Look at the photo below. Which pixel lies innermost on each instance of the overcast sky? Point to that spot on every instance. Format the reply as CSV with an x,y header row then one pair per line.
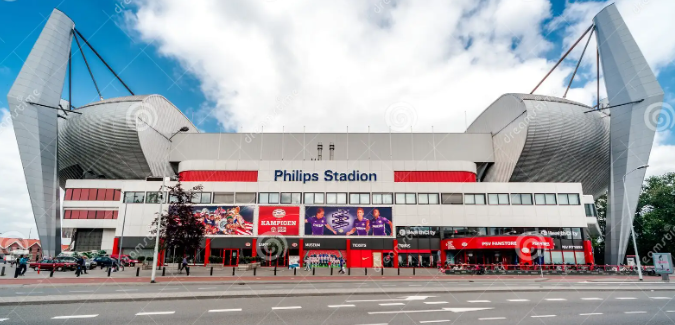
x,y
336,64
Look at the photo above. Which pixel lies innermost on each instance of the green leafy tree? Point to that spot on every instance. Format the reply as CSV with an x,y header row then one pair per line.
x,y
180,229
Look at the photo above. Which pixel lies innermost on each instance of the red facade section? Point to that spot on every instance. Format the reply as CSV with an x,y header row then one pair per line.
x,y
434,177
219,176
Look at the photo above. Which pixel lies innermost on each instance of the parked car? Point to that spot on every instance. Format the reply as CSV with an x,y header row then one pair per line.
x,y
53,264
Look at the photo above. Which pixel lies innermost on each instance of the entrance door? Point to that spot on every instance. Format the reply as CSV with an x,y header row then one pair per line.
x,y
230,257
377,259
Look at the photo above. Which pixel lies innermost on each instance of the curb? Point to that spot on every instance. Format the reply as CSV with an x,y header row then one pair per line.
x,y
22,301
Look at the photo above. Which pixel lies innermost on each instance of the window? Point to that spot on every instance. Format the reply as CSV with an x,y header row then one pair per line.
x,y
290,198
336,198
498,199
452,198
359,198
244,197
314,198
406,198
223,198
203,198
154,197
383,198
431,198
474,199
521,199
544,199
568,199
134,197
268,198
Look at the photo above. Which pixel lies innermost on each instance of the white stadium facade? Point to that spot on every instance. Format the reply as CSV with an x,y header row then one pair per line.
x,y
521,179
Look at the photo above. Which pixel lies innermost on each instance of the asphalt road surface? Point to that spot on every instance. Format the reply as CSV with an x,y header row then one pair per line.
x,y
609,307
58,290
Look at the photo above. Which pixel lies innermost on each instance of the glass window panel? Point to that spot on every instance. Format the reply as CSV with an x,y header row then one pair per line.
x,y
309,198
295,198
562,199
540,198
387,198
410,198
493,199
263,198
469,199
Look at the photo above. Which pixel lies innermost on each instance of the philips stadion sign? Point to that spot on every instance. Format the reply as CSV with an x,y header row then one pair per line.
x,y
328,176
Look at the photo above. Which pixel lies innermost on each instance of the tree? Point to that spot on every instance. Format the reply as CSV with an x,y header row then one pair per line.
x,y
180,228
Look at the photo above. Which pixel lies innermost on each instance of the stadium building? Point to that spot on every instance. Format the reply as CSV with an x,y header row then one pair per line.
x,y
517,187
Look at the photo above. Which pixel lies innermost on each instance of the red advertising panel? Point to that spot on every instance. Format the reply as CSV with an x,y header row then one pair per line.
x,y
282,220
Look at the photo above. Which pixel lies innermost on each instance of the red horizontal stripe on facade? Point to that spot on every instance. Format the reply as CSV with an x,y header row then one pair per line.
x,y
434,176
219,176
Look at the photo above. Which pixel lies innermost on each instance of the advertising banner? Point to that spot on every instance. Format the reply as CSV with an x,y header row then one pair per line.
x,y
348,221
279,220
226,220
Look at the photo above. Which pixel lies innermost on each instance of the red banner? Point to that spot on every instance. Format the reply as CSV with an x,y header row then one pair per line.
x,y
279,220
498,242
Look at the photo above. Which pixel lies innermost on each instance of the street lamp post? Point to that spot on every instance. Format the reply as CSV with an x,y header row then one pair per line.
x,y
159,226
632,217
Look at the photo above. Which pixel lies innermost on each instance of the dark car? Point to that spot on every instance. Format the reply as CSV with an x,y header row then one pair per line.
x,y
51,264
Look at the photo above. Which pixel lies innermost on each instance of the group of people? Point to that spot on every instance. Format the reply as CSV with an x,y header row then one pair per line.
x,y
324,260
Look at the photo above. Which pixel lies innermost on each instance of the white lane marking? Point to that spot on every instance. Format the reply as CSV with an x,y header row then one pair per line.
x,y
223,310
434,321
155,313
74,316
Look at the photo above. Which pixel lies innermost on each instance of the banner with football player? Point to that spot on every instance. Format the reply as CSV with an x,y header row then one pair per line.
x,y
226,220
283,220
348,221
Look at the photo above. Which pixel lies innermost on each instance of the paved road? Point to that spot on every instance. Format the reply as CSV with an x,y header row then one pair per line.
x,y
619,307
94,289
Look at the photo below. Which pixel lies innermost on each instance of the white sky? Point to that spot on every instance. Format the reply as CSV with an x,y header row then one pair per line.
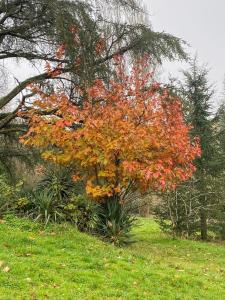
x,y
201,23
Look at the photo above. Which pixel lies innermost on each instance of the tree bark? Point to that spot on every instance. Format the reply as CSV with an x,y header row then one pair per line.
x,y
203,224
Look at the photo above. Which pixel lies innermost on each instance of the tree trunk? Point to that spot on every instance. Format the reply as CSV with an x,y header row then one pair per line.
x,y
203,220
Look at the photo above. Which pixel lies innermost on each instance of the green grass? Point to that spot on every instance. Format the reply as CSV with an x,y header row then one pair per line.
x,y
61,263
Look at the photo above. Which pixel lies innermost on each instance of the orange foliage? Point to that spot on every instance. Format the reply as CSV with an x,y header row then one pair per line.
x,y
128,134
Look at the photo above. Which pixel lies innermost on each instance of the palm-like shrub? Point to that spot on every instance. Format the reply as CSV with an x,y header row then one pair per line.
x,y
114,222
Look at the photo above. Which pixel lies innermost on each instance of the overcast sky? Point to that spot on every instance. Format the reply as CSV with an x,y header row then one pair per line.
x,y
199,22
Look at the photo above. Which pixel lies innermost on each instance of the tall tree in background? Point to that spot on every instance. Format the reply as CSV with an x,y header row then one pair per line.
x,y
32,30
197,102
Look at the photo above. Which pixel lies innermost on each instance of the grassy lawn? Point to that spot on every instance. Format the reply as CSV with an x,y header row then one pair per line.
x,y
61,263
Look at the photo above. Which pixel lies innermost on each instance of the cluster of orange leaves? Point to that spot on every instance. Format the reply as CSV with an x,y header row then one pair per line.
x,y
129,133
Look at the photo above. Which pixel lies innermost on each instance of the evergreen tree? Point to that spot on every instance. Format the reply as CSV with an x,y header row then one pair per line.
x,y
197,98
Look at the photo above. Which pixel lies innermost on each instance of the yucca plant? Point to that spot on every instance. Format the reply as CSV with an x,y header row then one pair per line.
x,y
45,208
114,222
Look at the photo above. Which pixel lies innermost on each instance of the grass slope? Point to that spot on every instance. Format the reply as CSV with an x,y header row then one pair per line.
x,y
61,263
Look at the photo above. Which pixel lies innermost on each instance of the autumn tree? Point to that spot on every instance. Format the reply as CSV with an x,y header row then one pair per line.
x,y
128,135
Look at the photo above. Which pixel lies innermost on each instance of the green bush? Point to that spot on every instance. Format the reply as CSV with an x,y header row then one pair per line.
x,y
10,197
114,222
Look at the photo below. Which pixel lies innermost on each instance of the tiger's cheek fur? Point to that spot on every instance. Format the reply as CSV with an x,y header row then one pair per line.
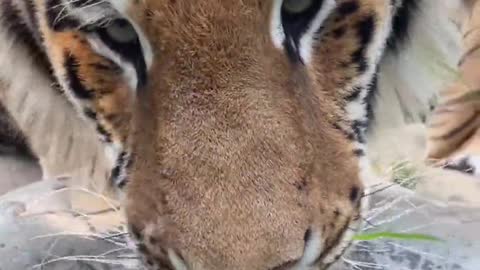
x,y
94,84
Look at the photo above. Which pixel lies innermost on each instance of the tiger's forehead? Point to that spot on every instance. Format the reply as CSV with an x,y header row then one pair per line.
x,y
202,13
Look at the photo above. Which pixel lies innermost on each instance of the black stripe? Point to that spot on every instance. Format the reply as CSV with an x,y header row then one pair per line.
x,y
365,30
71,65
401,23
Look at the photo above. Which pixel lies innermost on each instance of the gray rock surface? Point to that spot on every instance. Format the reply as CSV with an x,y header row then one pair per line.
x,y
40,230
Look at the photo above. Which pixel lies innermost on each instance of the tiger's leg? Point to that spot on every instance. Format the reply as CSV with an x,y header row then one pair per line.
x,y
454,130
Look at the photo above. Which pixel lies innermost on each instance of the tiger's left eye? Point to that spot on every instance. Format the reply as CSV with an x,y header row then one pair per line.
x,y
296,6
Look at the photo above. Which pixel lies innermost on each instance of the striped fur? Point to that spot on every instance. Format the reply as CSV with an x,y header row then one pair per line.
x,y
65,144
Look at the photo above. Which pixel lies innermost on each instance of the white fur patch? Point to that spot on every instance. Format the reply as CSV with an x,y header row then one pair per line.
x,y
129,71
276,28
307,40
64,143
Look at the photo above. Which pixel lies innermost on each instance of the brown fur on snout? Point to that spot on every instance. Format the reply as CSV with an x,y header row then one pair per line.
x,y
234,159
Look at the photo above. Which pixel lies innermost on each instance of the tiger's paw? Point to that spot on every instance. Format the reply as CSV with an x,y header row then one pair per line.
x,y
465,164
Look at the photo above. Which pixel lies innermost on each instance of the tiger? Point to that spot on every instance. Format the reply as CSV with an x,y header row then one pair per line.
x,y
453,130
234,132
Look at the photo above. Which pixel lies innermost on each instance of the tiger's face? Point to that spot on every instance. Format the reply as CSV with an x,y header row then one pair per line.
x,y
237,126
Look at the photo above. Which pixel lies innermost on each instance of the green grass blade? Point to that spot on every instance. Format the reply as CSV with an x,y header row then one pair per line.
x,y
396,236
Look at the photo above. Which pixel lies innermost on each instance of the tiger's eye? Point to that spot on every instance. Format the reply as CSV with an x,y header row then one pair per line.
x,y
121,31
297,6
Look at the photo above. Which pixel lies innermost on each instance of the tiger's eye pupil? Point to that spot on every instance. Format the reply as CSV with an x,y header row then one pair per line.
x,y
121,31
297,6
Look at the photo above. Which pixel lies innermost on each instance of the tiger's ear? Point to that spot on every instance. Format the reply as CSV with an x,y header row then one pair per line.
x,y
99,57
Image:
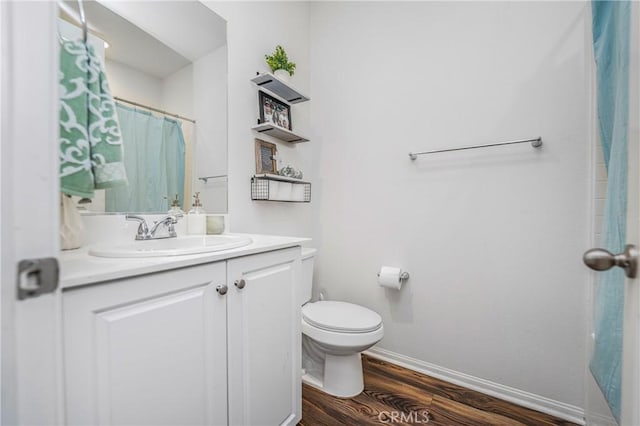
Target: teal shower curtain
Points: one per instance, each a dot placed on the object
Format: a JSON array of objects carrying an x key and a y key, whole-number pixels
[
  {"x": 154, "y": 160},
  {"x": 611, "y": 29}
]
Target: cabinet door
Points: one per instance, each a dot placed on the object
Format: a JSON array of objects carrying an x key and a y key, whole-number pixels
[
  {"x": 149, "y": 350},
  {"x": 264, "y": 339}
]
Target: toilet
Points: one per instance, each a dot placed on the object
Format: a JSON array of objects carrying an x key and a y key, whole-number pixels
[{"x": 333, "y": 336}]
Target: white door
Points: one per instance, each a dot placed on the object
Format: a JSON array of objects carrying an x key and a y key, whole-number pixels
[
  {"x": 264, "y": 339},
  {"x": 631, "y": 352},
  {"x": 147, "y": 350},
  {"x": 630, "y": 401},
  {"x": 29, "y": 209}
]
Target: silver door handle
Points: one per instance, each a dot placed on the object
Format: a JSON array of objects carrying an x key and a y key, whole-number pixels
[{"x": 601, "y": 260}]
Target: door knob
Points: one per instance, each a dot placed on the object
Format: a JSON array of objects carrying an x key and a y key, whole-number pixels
***
_BRIEF_
Show the lines of the material that contain the word "Target".

_RESPONSE TO THIS TASK_
Target: teal shower curtain
Target: cabinet door
Target: toilet
Target: white door
Target: silver door handle
Target: door knob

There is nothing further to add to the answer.